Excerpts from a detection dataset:
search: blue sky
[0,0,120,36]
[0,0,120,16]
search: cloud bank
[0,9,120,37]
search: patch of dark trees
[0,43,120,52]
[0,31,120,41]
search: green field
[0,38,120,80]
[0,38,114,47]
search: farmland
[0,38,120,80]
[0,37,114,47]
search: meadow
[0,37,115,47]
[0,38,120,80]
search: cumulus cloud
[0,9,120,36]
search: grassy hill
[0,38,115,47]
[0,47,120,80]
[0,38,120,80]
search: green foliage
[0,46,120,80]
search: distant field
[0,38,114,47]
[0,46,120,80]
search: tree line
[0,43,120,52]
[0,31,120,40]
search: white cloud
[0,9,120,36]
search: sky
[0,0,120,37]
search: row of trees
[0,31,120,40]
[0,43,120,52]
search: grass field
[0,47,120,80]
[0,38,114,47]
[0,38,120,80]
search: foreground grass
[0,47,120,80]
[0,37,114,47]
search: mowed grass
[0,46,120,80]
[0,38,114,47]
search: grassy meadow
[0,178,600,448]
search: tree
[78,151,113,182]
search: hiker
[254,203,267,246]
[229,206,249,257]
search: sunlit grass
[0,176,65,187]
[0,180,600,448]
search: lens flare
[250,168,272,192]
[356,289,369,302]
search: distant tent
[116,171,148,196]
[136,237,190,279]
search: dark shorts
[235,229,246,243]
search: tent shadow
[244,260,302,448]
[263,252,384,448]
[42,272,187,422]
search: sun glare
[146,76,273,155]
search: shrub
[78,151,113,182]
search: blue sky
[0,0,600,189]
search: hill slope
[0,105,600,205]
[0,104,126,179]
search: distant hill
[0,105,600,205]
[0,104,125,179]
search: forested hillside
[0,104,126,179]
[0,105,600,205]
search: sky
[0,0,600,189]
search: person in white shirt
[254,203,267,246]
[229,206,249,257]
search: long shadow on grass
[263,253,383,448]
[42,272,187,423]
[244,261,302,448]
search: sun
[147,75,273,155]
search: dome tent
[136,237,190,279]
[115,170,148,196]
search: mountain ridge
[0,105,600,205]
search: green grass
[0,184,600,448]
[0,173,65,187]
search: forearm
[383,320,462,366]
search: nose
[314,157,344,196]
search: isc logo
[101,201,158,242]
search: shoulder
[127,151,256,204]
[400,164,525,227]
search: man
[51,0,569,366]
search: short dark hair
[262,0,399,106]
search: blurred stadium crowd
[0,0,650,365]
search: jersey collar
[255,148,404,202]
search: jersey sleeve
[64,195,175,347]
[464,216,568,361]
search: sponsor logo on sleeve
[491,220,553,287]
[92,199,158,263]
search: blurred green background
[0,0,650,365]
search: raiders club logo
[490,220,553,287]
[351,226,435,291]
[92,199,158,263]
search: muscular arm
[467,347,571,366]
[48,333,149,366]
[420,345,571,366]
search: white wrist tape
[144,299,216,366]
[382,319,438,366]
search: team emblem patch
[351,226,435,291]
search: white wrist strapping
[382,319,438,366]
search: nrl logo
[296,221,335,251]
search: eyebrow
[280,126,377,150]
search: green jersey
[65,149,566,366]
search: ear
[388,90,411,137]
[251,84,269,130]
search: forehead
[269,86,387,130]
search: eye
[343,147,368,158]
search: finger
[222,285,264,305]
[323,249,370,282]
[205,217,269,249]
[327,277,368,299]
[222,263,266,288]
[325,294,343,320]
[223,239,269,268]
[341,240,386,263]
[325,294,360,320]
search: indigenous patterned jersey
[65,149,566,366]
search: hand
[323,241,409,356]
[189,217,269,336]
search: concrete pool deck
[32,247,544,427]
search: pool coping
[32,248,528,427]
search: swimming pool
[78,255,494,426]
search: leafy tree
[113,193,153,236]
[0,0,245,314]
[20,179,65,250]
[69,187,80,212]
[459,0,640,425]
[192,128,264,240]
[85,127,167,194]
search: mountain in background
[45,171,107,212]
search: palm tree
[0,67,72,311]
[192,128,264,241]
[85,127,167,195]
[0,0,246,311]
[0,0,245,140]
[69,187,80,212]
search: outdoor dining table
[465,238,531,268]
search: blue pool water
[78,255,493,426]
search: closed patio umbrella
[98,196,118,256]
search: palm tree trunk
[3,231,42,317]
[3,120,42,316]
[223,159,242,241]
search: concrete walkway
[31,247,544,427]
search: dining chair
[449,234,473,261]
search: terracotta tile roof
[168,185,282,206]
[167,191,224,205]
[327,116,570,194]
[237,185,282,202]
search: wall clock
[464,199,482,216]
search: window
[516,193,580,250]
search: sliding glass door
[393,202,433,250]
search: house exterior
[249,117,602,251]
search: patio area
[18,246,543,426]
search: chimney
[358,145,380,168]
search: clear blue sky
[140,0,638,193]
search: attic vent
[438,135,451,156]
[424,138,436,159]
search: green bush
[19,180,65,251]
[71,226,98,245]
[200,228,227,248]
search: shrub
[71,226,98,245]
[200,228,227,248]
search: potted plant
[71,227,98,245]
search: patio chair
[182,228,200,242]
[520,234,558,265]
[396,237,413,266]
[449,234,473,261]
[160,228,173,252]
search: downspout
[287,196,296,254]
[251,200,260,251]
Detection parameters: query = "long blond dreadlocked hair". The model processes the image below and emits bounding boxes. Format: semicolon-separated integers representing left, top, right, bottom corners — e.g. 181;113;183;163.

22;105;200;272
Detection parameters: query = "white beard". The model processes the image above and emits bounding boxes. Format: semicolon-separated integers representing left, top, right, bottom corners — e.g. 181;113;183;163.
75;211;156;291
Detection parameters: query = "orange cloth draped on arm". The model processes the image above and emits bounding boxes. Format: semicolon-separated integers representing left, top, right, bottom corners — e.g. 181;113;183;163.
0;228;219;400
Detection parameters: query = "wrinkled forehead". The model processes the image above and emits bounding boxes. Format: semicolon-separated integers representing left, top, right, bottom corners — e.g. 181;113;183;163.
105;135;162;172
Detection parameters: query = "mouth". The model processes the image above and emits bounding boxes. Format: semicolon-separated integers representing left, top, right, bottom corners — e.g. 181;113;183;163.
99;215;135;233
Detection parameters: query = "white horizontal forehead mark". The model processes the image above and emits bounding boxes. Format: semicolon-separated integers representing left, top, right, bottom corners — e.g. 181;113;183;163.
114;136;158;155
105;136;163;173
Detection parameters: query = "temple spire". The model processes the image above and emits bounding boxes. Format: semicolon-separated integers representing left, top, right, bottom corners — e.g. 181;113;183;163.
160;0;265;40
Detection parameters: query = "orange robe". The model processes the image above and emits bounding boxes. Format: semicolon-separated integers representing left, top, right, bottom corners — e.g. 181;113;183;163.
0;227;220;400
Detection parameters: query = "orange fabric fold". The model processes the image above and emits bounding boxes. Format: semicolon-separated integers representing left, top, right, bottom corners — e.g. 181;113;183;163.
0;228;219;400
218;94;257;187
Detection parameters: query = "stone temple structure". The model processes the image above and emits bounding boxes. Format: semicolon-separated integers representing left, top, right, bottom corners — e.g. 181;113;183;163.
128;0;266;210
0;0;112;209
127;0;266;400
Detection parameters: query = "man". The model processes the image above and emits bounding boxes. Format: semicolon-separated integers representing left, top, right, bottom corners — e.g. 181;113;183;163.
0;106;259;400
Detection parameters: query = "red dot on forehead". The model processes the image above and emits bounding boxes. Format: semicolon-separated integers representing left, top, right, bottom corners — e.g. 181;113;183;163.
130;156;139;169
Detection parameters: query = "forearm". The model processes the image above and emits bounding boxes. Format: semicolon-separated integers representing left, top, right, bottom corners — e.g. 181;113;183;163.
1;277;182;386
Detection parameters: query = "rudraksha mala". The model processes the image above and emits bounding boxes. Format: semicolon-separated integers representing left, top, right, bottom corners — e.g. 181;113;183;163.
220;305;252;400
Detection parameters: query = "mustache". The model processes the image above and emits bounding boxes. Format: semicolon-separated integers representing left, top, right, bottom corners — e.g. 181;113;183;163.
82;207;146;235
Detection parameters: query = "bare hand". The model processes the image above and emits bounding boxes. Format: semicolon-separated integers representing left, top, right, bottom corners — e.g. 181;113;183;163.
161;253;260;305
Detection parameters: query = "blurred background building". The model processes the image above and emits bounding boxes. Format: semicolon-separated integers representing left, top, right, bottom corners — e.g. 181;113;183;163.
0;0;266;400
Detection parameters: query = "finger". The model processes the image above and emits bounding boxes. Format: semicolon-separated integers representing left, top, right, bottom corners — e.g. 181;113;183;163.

Goal:
Can you retype the data word for word, from the line containing "search: indigenous patterned jersey" through the line containing "[71,227,98,245]"?

Answer to the exercise:
search: indigenous patterned jersey
[65,149,566,366]
search: hand
[323,241,409,356]
[189,217,269,336]
search: concrete pool deck
[32,247,544,427]
search: pool coping
[32,248,528,427]
search: swimming pool
[78,255,494,426]
search: leafy tree
[113,193,153,236]
[0,0,245,314]
[20,179,65,250]
[69,187,80,212]
[459,0,640,425]
[192,128,264,240]
[85,127,167,194]
search: mountain in background
[45,171,107,212]
search: palm tree
[0,67,72,311]
[192,128,264,241]
[85,127,167,195]
[0,0,246,311]
[0,0,245,140]
[69,187,80,212]
search: outdoor dining table
[465,238,531,268]
search: blue pool water
[78,255,493,426]
search: closed patio umbrella
[98,196,118,256]
search: palm tree trunk
[3,231,42,317]
[3,120,42,316]
[223,159,242,241]
search: concrete walkway
[31,247,544,427]
search: dining chair
[449,234,473,261]
search: terracotta tile roof
[168,185,282,206]
[167,191,224,205]
[327,116,570,194]
[237,185,282,202]
search: wall clock
[464,199,482,216]
search: window
[516,193,580,250]
search: sliding glass door
[393,202,433,250]
search: house exterior
[249,117,602,251]
search: patio area
[18,246,543,426]
search: chimney
[358,145,380,168]
search: clear blue sky
[140,0,638,193]
search: attic vent
[438,135,451,156]
[424,138,436,159]
search: green bush
[19,180,65,251]
[71,226,98,245]
[200,228,227,248]
search: shrub
[71,226,98,245]
[200,228,227,248]
search: potted plant
[71,227,98,245]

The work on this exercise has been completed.